* **Written exercise**
Please set out the listing below as a numbered list, from the line with "query: the noun phrase to segment: car windshield" up to and including the line with "[[98,93],[118,90],[136,84],[136,76],[99,84]]", with blank lines omitted.

-*-

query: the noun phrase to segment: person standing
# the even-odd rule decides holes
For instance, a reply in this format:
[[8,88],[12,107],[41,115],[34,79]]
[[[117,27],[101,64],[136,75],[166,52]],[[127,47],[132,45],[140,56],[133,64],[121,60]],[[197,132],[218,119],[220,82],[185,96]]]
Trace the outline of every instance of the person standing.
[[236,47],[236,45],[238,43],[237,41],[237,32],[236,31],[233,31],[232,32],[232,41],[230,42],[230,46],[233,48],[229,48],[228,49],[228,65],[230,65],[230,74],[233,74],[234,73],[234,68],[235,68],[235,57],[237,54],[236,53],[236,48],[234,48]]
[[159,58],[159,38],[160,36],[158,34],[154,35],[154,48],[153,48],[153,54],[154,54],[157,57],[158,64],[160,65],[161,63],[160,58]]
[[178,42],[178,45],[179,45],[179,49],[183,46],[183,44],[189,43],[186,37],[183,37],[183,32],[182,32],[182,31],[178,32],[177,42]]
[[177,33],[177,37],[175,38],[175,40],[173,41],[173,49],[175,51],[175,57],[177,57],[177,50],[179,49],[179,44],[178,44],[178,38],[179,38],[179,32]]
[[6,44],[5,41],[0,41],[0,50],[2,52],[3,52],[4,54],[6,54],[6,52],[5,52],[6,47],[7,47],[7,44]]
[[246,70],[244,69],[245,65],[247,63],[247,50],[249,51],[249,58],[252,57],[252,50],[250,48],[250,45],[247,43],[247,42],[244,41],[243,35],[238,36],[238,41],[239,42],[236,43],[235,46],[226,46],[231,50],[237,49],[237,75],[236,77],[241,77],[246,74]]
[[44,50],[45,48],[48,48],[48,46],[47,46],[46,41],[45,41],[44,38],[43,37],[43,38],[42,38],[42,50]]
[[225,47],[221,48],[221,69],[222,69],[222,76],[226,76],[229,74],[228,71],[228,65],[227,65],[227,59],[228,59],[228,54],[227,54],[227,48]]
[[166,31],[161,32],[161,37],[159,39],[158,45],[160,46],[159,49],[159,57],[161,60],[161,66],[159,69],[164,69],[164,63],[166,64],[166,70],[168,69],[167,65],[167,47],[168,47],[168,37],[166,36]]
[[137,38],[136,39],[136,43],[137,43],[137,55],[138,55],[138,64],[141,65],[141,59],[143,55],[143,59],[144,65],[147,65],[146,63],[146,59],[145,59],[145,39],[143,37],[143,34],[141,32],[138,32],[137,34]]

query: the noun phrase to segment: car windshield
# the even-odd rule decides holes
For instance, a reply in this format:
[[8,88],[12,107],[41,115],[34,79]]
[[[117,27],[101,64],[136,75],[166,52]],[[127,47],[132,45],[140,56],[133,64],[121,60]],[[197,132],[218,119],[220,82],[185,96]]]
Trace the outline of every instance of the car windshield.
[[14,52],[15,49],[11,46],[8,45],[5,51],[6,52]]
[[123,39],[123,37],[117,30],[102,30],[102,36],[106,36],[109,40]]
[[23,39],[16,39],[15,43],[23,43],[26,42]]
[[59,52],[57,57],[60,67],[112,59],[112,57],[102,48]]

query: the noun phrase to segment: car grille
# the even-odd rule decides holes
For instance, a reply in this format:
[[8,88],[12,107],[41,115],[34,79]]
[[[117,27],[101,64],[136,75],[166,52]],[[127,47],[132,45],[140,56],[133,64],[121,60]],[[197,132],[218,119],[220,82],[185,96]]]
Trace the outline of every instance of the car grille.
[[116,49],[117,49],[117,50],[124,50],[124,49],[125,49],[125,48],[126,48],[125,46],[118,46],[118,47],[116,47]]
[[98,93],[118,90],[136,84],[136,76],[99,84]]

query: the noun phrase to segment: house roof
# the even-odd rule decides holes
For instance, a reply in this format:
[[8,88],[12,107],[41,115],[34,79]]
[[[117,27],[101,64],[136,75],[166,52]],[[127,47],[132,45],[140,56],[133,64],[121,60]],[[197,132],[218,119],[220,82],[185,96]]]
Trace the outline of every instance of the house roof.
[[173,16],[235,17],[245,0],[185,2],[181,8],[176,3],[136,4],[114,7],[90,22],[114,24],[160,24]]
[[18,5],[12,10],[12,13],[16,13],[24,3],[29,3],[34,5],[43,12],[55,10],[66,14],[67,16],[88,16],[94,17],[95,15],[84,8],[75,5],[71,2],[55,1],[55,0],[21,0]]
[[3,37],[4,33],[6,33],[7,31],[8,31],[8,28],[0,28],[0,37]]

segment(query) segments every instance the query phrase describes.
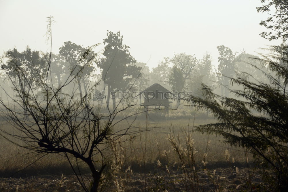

-*-

* **Solution**
1. query: the noun phrase to segment: car windshield
2. # the even-odd rule decides holes
3. For instance, a reply in this format:
4. [[8,88],[12,107],[41,115],[34,79]]
5. [[[117,27],[101,64],[136,75],[166,52]],[[127,47],[132,45],[140,56],[133,64],[121,60]],[[197,132],[218,119],[220,82],[185,96]]]
6. Trace the outline of every instance of the car windshield.
7. [[14,52],[15,49],[11,46],[8,45],[5,51],[6,52]]
8. [[123,39],[123,37],[117,30],[102,30],[102,36],[106,36],[109,40]]
9. [[23,39],[16,39],[15,43],[23,43],[26,42]]
10. [[59,52],[57,57],[60,67],[112,59],[112,57],[102,48]]
11. query: the noun phrase to segment: car grille
12. # the even-odd rule decides holes
13. For instance, a reply in this format:
14. [[8,88],[12,107],[41,115],[34,79]]
15. [[[117,27],[101,64],[136,75],[166,52]],[[127,47],[132,45],[140,56],[133,64],[121,60]],[[197,132],[218,119],[220,82],[185,96]]]
16. Trace the outline of every instance of the car grille.
17. [[116,49],[117,49],[117,50],[124,50],[124,49],[125,49],[125,48],[126,48],[125,46],[118,46],[118,47],[116,47]]
18. [[98,93],[118,90],[136,84],[136,76],[99,84]]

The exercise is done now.